Stored data entries:

<<<<

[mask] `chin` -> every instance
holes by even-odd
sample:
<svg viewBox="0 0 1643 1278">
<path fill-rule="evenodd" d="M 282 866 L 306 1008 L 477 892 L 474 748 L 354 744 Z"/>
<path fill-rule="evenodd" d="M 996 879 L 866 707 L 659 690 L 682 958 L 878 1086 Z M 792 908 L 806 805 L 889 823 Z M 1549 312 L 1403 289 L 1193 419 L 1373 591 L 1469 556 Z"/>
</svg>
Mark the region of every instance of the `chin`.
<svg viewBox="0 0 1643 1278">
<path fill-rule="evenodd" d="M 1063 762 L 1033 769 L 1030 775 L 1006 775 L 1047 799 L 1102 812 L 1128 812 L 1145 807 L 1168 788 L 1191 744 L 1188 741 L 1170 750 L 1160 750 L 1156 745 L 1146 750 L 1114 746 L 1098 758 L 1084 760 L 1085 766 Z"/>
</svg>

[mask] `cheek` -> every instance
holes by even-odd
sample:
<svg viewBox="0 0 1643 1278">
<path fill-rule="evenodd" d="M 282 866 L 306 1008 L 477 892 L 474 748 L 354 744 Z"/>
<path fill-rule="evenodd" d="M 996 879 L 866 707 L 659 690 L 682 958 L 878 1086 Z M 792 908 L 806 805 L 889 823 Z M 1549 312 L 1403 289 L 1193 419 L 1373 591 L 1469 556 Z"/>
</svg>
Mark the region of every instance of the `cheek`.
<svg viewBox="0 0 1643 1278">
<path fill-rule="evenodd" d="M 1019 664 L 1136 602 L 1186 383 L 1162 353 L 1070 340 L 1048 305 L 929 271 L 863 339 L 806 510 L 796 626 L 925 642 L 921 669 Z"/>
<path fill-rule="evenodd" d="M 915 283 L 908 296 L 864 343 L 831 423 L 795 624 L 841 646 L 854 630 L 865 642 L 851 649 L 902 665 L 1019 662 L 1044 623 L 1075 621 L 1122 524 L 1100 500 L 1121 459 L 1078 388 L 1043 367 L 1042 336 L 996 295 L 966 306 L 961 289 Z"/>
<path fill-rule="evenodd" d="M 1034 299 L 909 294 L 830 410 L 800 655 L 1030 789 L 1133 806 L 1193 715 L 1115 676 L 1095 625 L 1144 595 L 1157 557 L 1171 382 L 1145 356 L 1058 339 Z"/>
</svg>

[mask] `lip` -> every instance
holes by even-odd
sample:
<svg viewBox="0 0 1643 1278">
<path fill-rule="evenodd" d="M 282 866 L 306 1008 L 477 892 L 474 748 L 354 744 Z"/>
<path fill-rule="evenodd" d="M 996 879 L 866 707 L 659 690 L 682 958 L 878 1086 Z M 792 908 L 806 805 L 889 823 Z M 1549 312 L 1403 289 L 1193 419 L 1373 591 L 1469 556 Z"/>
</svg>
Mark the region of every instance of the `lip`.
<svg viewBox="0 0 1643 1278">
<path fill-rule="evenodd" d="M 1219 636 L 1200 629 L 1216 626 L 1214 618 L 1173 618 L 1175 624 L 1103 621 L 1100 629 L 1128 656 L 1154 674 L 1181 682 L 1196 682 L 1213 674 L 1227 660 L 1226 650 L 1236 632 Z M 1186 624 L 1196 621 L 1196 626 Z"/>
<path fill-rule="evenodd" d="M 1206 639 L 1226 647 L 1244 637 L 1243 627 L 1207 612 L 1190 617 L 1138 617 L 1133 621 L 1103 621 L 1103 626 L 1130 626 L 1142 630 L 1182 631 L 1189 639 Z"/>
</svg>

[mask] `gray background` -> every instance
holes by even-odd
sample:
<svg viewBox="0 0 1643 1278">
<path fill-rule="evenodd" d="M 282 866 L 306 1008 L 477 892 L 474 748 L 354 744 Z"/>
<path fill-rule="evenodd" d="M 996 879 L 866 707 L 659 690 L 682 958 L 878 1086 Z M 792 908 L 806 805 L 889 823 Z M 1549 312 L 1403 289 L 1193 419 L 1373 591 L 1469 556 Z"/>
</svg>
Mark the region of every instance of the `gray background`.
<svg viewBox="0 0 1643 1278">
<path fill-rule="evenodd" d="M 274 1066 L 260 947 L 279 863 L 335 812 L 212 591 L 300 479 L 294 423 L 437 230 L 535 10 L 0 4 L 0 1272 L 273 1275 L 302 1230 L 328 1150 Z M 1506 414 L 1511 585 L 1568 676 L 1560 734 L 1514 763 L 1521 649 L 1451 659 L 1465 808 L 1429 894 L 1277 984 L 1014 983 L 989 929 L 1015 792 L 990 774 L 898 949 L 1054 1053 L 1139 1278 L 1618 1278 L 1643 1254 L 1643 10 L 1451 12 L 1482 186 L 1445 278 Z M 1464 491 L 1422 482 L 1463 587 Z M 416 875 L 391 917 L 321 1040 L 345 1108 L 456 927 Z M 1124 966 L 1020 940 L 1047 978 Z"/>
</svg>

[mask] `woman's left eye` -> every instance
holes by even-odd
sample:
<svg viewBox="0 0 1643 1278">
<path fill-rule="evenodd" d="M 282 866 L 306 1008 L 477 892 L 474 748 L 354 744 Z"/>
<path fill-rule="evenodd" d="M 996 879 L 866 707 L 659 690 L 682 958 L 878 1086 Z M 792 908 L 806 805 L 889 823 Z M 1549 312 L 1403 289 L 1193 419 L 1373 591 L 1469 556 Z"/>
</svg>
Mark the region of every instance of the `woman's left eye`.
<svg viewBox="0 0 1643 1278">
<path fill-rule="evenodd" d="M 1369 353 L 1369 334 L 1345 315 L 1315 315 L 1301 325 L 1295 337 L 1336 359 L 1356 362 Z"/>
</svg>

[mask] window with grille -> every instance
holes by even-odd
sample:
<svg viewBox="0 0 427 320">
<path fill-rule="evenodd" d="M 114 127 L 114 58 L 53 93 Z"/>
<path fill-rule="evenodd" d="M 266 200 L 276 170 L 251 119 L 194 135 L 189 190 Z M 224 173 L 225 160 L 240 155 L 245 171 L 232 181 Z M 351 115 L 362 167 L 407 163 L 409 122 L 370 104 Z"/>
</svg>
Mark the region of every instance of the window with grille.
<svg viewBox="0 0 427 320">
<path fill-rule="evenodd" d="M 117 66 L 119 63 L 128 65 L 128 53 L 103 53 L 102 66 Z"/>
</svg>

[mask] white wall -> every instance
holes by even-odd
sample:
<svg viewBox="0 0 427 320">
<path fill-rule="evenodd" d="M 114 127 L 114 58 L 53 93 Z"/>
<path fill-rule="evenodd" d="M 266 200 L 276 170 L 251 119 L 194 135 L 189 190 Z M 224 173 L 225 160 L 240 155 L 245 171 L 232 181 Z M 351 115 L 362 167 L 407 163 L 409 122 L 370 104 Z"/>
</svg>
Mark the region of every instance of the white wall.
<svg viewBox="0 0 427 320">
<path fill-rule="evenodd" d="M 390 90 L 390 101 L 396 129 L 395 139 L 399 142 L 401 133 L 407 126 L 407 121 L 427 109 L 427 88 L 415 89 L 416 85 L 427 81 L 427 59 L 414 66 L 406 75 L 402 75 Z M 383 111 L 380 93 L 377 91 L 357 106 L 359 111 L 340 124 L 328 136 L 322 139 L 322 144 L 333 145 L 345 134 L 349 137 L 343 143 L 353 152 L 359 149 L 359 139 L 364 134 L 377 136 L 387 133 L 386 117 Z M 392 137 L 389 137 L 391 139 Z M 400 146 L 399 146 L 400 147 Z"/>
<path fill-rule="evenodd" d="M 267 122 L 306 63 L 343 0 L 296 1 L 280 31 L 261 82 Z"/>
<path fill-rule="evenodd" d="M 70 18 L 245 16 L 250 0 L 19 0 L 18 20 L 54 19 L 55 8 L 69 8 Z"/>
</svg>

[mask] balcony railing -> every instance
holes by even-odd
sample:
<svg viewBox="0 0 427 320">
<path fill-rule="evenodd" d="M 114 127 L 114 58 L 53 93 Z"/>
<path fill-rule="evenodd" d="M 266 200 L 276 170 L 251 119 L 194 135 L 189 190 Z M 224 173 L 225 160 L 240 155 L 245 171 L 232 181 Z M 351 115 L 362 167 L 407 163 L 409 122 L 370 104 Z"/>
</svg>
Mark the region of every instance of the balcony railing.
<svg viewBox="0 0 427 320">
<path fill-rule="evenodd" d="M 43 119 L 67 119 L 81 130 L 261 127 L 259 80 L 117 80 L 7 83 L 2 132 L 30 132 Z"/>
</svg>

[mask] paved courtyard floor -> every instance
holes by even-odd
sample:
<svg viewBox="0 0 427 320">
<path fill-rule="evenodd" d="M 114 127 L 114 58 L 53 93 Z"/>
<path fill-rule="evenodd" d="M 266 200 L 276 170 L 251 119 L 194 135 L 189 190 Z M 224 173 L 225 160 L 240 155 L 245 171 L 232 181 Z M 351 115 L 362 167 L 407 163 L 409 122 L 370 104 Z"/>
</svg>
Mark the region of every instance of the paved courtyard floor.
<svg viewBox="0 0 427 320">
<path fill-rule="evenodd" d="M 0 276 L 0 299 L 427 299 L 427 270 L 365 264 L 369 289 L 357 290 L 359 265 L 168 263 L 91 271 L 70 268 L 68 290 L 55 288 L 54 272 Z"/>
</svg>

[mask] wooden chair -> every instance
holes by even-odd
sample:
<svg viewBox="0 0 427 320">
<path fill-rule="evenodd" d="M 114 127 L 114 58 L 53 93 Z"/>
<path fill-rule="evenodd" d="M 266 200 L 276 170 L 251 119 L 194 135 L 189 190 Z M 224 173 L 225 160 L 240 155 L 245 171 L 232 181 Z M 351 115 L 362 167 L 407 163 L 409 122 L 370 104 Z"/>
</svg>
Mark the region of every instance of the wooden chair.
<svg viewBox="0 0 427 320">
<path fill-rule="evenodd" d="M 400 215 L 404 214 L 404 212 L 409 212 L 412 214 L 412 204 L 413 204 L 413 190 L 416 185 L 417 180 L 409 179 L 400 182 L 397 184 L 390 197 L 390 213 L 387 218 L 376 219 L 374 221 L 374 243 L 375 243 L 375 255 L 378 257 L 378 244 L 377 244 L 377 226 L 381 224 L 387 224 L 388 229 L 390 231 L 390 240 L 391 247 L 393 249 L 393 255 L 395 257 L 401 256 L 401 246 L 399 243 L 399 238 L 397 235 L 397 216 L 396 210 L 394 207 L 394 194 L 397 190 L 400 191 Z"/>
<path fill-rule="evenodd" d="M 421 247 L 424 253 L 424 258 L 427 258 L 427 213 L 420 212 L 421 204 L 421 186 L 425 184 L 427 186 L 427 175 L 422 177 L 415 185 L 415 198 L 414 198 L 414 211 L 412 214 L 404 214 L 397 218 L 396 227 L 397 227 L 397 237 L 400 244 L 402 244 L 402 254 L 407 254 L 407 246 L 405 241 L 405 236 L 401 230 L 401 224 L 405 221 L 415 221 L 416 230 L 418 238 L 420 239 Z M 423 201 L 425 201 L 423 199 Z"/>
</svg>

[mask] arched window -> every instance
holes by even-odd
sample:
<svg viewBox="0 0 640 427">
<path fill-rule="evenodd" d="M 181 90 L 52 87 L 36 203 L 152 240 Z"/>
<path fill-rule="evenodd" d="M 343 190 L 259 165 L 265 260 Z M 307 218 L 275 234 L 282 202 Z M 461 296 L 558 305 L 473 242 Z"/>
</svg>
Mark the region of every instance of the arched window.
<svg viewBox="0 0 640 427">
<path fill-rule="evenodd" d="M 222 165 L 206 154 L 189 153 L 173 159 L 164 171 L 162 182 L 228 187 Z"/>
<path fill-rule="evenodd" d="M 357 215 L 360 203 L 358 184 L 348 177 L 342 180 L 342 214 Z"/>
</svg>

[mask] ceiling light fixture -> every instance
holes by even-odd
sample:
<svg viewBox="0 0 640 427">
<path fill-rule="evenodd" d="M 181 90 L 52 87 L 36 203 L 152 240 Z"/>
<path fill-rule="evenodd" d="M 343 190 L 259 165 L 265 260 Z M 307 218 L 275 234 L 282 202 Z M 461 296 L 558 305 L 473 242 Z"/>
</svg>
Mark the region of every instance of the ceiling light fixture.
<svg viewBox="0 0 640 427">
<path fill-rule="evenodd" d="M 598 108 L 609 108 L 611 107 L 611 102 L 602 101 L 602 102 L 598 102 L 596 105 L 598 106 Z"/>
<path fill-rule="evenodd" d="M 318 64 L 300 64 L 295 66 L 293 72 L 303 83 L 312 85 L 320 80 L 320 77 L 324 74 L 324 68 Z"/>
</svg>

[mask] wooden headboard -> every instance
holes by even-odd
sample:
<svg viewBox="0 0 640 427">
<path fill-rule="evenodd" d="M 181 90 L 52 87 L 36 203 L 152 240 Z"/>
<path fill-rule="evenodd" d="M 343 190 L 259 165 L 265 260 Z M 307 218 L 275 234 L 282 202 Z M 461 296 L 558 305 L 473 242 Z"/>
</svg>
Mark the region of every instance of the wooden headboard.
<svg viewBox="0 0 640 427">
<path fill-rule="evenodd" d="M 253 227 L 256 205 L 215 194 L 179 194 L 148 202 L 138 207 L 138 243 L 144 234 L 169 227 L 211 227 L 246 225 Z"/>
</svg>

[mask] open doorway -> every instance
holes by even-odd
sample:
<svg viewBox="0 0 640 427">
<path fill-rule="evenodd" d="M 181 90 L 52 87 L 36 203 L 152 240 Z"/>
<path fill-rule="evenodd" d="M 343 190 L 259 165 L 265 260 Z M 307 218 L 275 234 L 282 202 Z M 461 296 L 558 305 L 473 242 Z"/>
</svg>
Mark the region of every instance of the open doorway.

>>>>

__Exercise description__
If a line in the entries above contains the word "open", copy it.

__Response to this exercise__
[mask] open doorway -> every instance
Mark the region of every instance of the open doorway.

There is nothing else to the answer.